== PAGE TEXT ==

=======

FINGERPRINTS AND PALMPRINTS

Two experts gave testimony concerning fingerprints and palmprints: Sebestian Latona 102 and Arthur Mandella. 103 Latona is the supervisor of the Latent Fingerprint Section of the Identification Division of the FBI. He has been with that Division over 32 years, having begun as a student fingerprint classifier and worked up to his present position. Mandella is a detective and fingerprint instructor with the police department of the city of New York. He has been in the fingerprint field for 19 years. Both have made a vast number of fingerprint examinations and have testified in Federal, State, and military courts. 104 Their conclusions were identical, except as noted.

General Principles

Fingerprints and palmprints are made by the ridges which cover the surface of the fingers and palms. These ridges first appear 2 or 3 months before birth, and remain unchanged until death. Commission Exhibit No. 634-A (p. 564) illustrates several common characteristics or "points" formed by the ridges; a clear fingerprint impression will contain anywhere from 85 to 125 such points. While many of the common points appear in almost every print, no two prints have the same points in the same relationship to each other.

=======

== TASK LIST ==
a - Retype the fingerprint passage from "General Principles" to "to each other.".
b - According to the fingerprint passage, how many points does a clear fingerprint impression contain?
Draw only on the fingerprint passage.

== Excerpts from location labeling data ==
=======

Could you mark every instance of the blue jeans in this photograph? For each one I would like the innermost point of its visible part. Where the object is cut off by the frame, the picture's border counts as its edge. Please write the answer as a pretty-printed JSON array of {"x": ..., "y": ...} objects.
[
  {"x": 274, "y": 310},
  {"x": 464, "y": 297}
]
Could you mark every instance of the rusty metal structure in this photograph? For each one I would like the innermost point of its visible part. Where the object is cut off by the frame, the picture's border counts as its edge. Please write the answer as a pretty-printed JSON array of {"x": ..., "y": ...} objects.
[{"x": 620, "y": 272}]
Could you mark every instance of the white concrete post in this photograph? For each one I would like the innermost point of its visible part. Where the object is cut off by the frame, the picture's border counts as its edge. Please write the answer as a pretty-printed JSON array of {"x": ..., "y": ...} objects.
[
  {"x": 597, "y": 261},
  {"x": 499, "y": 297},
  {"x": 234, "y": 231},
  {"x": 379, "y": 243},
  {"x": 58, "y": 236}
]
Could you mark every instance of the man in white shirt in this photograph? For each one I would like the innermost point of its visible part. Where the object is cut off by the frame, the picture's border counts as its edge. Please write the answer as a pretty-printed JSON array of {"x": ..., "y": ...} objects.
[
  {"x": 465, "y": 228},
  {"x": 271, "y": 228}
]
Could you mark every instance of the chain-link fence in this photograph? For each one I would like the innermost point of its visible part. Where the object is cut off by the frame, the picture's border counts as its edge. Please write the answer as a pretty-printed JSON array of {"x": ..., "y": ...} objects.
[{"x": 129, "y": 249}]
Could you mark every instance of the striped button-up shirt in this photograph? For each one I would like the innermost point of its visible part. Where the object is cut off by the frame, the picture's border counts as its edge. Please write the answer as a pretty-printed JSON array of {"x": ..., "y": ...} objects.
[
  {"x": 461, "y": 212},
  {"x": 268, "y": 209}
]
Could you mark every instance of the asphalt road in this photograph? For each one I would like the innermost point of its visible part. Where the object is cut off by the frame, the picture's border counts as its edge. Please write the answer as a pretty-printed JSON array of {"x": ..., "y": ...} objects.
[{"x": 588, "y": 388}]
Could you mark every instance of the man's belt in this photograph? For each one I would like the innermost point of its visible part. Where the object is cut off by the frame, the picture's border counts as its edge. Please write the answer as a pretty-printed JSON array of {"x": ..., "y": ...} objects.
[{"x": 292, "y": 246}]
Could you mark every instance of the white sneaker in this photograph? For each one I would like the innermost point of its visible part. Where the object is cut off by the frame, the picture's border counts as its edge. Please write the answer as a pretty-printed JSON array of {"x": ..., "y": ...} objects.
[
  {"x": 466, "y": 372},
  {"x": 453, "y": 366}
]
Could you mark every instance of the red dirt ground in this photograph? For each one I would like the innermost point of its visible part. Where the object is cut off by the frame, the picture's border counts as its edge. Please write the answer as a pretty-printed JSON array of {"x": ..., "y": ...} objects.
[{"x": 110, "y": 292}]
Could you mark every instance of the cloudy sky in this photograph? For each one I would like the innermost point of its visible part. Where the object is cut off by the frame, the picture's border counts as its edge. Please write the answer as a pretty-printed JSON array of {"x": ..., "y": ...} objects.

=======

== EXPECTED RESULTS ==
a -
General Principles

Fingerprints and palmprints are made by the ridges which cover the surface of the fingers and palms. These ridges first appear 2 or 3 months before birth, and remain unchanged until death. Commission Exhibit No. 634-A (p. 564) illustrates several common characteristics or "points" formed by the ridges; a clear fingerprint impression will contain anywhere from 85 to 125 such points. While many of the common points appear in almost every print, no two prints have the same points in the same relationship to each other.

b - Anywhere from 85 to 125 points.